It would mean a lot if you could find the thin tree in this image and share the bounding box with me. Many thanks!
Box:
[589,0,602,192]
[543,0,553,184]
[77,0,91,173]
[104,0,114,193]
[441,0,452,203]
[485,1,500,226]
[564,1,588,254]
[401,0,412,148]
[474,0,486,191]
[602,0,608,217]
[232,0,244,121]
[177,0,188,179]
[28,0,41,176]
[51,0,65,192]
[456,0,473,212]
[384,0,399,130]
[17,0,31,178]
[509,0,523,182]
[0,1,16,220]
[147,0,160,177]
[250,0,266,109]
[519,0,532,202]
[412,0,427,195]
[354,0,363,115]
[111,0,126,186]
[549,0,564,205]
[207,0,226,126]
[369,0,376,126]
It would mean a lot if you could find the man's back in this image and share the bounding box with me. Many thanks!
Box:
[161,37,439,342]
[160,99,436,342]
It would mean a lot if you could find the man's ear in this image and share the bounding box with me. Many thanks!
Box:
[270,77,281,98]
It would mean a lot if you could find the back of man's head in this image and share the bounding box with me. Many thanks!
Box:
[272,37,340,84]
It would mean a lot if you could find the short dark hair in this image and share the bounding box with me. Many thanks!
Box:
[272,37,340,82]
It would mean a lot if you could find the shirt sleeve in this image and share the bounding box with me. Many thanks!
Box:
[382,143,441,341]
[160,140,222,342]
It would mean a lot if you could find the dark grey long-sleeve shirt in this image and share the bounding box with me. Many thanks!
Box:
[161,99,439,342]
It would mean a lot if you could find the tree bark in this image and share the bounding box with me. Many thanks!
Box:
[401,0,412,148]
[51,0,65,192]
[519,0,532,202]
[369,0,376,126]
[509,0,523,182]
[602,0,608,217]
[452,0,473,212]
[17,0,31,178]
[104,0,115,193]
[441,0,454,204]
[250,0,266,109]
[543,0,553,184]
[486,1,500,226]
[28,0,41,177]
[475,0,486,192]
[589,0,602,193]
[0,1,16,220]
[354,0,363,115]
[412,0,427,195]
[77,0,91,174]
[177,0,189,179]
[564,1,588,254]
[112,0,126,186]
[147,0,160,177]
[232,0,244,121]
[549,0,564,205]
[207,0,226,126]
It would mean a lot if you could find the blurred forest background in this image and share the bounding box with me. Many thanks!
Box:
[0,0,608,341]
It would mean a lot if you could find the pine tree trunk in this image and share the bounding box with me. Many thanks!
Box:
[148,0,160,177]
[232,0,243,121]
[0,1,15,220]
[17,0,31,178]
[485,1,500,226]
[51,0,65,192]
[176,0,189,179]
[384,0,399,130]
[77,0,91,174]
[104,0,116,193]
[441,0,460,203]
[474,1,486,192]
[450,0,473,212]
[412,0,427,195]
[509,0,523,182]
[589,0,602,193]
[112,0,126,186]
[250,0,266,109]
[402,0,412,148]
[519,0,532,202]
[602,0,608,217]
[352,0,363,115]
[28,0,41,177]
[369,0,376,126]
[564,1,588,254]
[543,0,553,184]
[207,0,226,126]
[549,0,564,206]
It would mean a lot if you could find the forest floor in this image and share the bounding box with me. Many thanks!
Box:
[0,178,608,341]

● Request: Add -120 to each bounding-box coordinate in the answers, and write out every line again with the item wording included, starting at the line that contains "It would mean a lot if you could find the dark" and ending at the line that contains "[0,0,608,341]".

● Complete output:
It would mean a lot if you could find the dark grey long-sleeve shirt in this image and share the bounding box with me. Many thanks!
Box:
[41,-21,319,222]
It would mean a lot if you could find the tree bark in this image and share the bounding box with me. Many thanks!
Box:
[281,-120,292,28]
[-69,-120,-55,72]
[399,-120,412,82]
[249,-120,256,6]
[389,-120,403,62]
[482,-120,488,97]
[332,-120,353,92]
[-103,-120,-89,58]
[-16,-120,-5,73]
[321,-120,334,84]
[130,-120,146,-11]
[423,-120,433,64]
[366,-119,380,106]
[-92,-120,-79,57]
[355,-120,366,72]
[469,-120,482,73]
[-120,-119,-104,100]
[234,-120,243,-5]
[292,-120,307,75]
[-43,-120,-29,54]
[57,-120,69,59]
[444,-119,468,134]
[-8,-120,6,66]
[27,-120,40,57]
[112,-120,124,1]
[429,-120,444,85]
[87,-120,106,6]
It would mean a lot if you could find the blurred forest background in this image and share the bounding box with me. Many thanks!
Box:
[-120,-120,488,221]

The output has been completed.